Work order -
From the white-tailed deer dataset page below, reproduce word for word the part that opens with the words containing "dbSNP ss Accession" and closes with "for Oct. 2013.".

Exercise passage -
○ ○ ○ ○ ○ ○ ○
Data from: "White-tailed deer (Odocoileus virginianus) transcriptome assembly and SNP discovery" in Genomic Resources Notes accepted 1 June 2013-31 July 2013
Malenfant, Rene, University of Alberta
Davis, Corey, Nature Research Centre
Moore, Stephen, University of Alberta
Coltman, David, Nature Research Centre
Published Sep 19, 2013 on Dryad.
Cite this dataset
Malenfant, Rene; Davis, Corey; Moore, Stephen; Coltman, David (2013). Data from: "White-tailed deer (Odocoileus virginianus) transcriptome assembly and SNP discovery" in Genomic Resources Notes accepted 1 June 2013-31 July 2013 [Dataset]. Dryad. https://doi.org/10.5061/dryad.79kh0
White-tailed deer (Odocoileus virginianus) are among the most abundant and widespread large mammals in the Americas, comprising up to 38 subspecies ranging from Northern Canada to Peru. Although believed to have high genetic diversity, surprisingly few genomic resources are currently available, despite the species’ ecological and economic importance. White-tailed deer and other cervids throughout central North America are currently being afflicted by chronic wasting disease (CWD), one of the degenerative prion diseases collectively known as transmissible spongiform encephalopathies. Although CWD is of major importance to white-tailed deer management, little is currently known about innate resistance or susceptibility to CWD outside of polymorphisms in the prion protein gene, Prnp, though a recent study using microsatellites suggests that the disease may have additional underlying genetic components. Further association analysis is hindered by low marker density. In this study, we used high-throughput SOLiD sequencing to create novel sequence data for white-tailed deer and identify single-nucleotide polymorphisms, using the pooled blood transcriptomes of six individuals. In total, we generated 14,010 contigs of length ≥ 200 nt, representing 4,104,760 nt of unique sequence data, and we identified 66,596 SNPs. This data represents one of the largest genetic resources currently available for any cervid. We hope it will facilitate future research for population genomics and assist with the identification of genetic factors that underlie disease resistance and other traits relevant for conservation and management.
Trimmed Un-mapped Data assembly
Resultant BAM file from a pool of rRNA-depleted, non-normalized cDNA of six white-tailed deer from the University of Saskatchewan's Specialized Livestock Research Facility that was assembled de novo in CLC Genomics Workbench 6.0.1.
Top BLAST results of consensus contigs extracted from the .bam file. blastx+ 2.2.27 was used with an e-value threshold of 0.000001 against a custom database of RefSeq eutherian protein sequences.
dbSNP ss Accession Numbers
List of SNP ss accession numbers detected in the assembly using CLC Genomics Workbench 6.0.1. These SNPs will be available online in the next dbSNP update, currently scheduled for Oct. 2013.
We detected SNPs using CLC’s quality-based variant detection algorithm (min. average quality of five flanking bases on either side of SNP = 15; min. quality of central base = 20; min. coverage = 20; max. coverage = 1000; min. variant frequency = 15%; min. variant count = 4), discarding all reads with non-specific alignments. Multiallelic SNPs were discarded as they may result from incorrect alignment of reads from paralogous genes in the transcriptome data. All SNPs have been submitted to dbSNP and will be available online in the October 2013 update. This VCF file is available in the interim.
○ ○ ○ ○ ○ ○ ○
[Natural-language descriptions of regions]
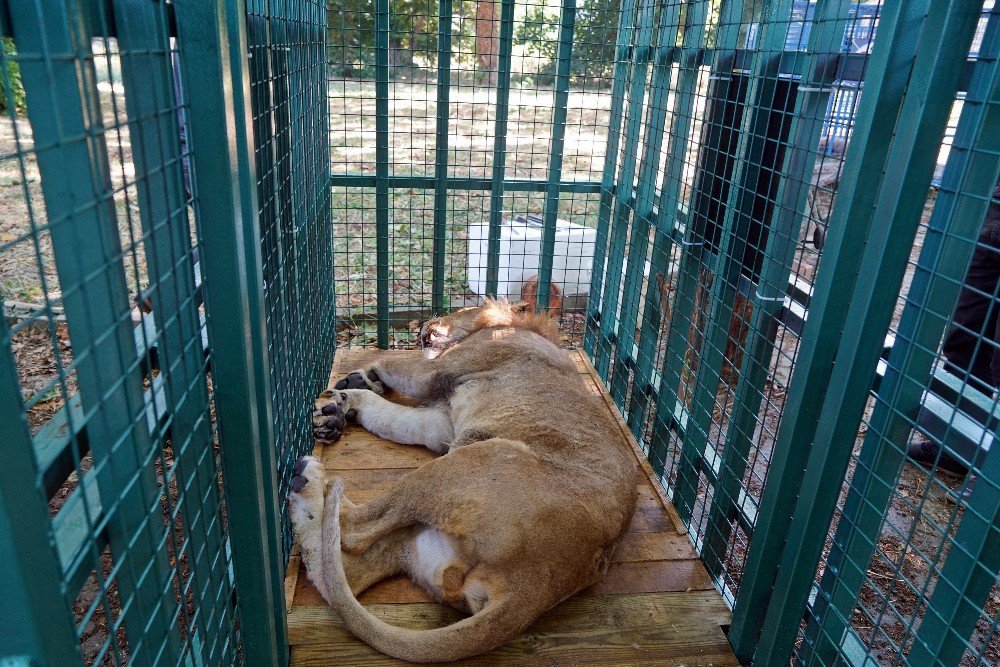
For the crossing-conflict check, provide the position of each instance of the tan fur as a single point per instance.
(525, 509)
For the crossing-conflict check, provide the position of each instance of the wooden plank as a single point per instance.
(671, 629)
(359, 449)
(292, 579)
(664, 545)
(319, 624)
(663, 576)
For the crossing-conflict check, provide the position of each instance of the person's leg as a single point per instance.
(967, 346)
(970, 345)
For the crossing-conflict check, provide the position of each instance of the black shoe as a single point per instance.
(931, 455)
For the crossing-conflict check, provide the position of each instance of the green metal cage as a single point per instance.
(755, 216)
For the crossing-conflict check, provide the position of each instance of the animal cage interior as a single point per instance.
(767, 230)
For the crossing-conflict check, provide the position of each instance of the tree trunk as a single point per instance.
(487, 38)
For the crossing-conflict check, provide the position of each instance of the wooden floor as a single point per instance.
(656, 606)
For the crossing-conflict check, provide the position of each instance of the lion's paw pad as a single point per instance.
(362, 379)
(329, 417)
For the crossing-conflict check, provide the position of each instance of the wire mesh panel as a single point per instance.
(108, 403)
(911, 567)
(288, 56)
(734, 322)
(729, 159)
(467, 151)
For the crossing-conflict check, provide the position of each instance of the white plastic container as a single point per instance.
(520, 249)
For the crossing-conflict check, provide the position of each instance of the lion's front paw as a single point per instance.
(362, 379)
(308, 486)
(333, 410)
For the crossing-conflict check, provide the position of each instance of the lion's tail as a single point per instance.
(498, 622)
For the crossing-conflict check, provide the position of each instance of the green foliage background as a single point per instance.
(11, 88)
(413, 37)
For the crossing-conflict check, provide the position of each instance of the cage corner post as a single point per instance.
(214, 48)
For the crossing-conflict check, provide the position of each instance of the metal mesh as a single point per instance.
(909, 570)
(729, 161)
(288, 57)
(103, 334)
(465, 137)
(731, 131)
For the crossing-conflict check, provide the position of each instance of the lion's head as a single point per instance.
(441, 333)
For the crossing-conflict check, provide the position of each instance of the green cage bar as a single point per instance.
(972, 167)
(898, 204)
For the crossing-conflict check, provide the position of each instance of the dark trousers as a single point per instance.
(970, 345)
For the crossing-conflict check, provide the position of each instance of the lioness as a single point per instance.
(534, 490)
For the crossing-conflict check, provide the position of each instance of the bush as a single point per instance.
(11, 86)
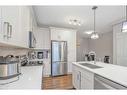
○ ○ ○ ○ ○ ○ ○
Exercise result -
dbSNP ss Accession Numbers
List of SNP ss accession numbers detected in the assembly using CLC Genomics Workbench 6.0.1. These SNPs will be available online in the next dbSNP update, currently scheduled for Oct. 2013.